NPO法人再生医療推進センター

再生医療相談室 回答ページ No.261


専門分野: 眼

Q: 緑内障について

 眼に関する再生医療は角膜の再生が中心だそうですが、どうして緑内障のような神経の再生の研究はあまりなされないのでしょう?やはり需要が少ないからでしょうか?また、脳や脊髄の再生の研究が進めば視神経の再生も可能になるものなのでしょうか?僕は高校3年生なのですが、そのうち眼がみえなくなるのかなぁと考えると、将来に希望がわかず、大学に行っても目が見えなくなったら意味がないんじゃないかと考えてしまいます。

» 作業指示:
学習テキストを、一字も変えずに全文引用せよ。 ここから先の項目は、別の出典から採ったものである。

» 抜粋記録:
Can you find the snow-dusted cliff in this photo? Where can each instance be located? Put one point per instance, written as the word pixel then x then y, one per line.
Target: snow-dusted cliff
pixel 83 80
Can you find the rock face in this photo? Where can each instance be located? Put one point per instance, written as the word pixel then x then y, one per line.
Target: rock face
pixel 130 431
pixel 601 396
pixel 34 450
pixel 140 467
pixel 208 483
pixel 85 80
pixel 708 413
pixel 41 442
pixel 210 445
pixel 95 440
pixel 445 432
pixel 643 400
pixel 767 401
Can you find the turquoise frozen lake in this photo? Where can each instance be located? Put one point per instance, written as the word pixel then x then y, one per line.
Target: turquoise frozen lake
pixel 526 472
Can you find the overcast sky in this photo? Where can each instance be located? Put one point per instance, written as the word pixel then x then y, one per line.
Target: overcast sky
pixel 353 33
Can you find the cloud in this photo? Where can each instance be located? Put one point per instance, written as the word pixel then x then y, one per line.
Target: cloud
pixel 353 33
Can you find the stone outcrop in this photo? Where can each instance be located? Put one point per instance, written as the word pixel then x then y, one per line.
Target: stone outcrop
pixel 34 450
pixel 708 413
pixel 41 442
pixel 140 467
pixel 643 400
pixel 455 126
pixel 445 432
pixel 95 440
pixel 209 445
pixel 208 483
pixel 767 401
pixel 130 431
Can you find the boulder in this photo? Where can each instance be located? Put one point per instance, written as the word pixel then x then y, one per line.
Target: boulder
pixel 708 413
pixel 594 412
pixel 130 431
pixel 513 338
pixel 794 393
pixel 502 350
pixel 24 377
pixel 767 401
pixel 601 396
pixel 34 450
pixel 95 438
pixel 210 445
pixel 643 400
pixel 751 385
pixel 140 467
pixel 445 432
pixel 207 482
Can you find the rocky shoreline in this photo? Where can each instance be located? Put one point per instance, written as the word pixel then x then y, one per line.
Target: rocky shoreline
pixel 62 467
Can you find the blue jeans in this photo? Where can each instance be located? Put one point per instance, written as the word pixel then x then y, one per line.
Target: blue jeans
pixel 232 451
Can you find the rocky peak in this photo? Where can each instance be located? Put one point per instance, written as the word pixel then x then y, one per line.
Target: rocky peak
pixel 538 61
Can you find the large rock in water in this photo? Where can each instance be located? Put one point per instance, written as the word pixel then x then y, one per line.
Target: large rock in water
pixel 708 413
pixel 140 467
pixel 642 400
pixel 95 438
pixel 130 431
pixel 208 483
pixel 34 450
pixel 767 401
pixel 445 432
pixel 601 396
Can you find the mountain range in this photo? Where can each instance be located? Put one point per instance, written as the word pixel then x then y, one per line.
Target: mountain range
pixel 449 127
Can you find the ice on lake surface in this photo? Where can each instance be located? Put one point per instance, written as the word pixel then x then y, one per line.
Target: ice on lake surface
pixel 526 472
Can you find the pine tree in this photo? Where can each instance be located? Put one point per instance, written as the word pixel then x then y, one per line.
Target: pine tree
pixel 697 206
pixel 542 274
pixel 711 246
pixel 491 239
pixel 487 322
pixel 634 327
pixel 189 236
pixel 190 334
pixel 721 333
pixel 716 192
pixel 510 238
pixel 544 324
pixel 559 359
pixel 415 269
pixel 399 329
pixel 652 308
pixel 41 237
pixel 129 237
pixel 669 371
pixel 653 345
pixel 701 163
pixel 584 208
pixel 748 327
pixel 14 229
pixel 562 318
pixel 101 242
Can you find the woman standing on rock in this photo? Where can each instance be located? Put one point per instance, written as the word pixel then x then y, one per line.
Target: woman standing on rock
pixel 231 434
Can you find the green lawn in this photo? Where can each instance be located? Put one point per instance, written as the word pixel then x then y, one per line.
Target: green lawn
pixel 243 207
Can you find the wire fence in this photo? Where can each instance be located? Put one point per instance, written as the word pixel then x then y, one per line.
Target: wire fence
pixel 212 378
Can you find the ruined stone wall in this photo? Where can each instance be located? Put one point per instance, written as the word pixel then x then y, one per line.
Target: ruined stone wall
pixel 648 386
---
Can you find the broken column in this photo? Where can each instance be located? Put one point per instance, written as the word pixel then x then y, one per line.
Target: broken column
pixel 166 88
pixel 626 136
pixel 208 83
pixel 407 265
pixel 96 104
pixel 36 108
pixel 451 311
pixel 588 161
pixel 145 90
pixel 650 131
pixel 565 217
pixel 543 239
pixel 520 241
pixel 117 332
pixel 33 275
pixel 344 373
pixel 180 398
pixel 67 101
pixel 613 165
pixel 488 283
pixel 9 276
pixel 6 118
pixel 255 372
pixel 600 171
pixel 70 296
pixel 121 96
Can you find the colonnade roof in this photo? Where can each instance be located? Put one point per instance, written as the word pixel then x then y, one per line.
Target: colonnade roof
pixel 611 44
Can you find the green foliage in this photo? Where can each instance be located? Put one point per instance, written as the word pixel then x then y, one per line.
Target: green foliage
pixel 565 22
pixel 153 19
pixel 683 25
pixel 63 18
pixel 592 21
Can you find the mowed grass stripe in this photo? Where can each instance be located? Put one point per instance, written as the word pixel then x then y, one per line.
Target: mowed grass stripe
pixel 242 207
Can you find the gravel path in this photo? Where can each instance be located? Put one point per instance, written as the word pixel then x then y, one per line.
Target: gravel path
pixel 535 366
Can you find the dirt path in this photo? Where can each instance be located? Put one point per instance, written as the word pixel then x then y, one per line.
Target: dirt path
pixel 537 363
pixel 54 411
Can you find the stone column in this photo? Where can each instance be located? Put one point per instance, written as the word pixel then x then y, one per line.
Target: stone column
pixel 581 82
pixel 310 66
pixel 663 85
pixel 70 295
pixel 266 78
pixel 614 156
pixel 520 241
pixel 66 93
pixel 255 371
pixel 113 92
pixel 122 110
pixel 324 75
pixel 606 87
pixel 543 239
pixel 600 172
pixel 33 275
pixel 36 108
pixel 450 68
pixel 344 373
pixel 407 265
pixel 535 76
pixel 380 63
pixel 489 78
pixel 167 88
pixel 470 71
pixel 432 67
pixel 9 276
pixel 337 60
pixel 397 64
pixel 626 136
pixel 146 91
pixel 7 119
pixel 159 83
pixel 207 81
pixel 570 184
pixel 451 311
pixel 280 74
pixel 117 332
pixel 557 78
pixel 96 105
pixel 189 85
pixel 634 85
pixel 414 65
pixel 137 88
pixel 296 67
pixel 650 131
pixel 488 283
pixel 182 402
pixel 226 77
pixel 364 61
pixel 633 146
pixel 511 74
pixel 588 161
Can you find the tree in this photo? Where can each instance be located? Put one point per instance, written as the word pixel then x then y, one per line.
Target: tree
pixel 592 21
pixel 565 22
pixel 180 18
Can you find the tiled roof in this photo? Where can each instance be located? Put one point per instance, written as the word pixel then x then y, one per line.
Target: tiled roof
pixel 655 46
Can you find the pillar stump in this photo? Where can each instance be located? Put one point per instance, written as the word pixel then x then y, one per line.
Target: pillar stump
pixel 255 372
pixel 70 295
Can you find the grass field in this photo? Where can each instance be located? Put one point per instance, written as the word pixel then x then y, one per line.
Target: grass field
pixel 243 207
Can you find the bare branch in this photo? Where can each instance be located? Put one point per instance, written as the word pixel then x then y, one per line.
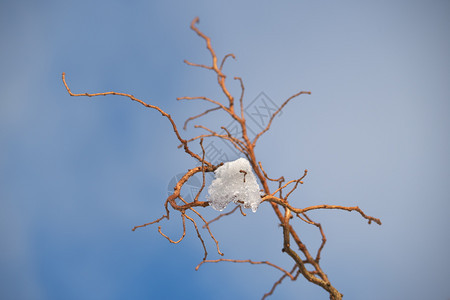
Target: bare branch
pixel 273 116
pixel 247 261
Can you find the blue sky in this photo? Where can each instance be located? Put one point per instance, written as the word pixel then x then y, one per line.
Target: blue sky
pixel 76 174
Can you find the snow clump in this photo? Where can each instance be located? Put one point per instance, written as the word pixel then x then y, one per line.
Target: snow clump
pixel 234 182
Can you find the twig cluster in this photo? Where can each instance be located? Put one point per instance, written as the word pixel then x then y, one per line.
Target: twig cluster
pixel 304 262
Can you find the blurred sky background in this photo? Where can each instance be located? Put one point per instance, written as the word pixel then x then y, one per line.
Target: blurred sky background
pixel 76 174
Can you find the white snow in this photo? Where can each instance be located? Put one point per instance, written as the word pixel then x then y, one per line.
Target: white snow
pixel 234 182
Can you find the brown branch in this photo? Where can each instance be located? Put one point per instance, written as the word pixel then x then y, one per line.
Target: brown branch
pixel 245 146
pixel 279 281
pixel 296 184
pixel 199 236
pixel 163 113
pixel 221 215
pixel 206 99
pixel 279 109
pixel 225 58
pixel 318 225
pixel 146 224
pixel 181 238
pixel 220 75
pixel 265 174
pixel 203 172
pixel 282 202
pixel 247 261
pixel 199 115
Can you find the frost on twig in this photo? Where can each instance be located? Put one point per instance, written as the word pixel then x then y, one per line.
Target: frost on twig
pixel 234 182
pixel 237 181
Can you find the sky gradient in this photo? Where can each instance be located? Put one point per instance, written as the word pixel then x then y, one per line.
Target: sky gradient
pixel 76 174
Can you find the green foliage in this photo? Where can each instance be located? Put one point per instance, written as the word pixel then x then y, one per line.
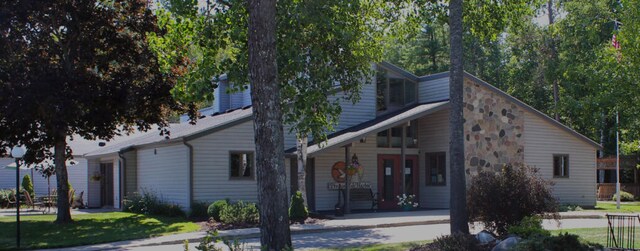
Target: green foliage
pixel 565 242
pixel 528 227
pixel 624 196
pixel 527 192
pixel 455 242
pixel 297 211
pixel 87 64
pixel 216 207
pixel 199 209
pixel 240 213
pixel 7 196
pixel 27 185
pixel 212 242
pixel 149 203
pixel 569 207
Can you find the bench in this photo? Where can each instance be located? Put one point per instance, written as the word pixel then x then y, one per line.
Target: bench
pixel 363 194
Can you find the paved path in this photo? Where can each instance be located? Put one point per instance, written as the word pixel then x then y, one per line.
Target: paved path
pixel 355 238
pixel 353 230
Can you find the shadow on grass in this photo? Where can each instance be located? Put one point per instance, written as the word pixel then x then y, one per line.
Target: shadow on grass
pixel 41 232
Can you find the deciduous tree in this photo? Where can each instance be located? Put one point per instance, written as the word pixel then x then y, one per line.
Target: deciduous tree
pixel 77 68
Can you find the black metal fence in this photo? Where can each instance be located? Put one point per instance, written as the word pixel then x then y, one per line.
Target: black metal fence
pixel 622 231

» 解答:
NPO法人再生医療推進センター

再生医療相談室 回答ページ No.261


専門分野: 眼

Q: 緑内障について

 眼に関する再生医療は角膜の再生が中心だそうですが、どうして緑内障のような神経の再生の研究はあまりなされないのでしょう?やはり需要が少ないからでしょうか?また、脳や脊髄の再生の研究が進めば視神経の再生も可能になるものなのでしょうか?僕は高校3年生なのですが、そのうち眼がみえなくなるのかなぁと考えると、将来に希望がわかず、大学に行っても目が見えなくなったら意味がないんじゃないかと考えてしまいます。